** STATED GOAL **
Reproduce every record below exactly as written, leaving out any pictures.

** STORED DATA **
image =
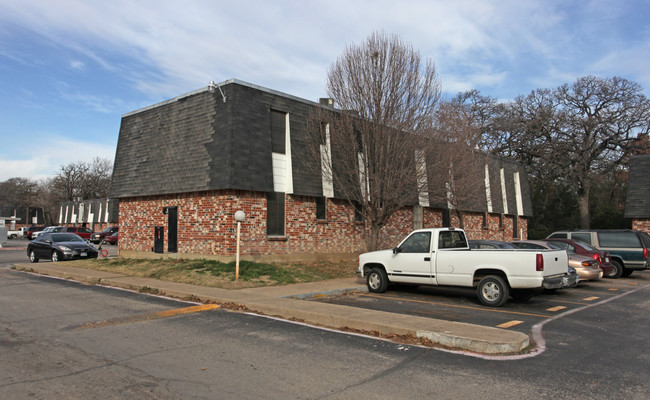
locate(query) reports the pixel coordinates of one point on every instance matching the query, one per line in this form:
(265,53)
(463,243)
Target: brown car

** WRITTEN RESPONSE **
image =
locate(query) reports the pixel coordinates of one point on every instance matching the query, one per line in this form:
(265,53)
(463,243)
Target: brown car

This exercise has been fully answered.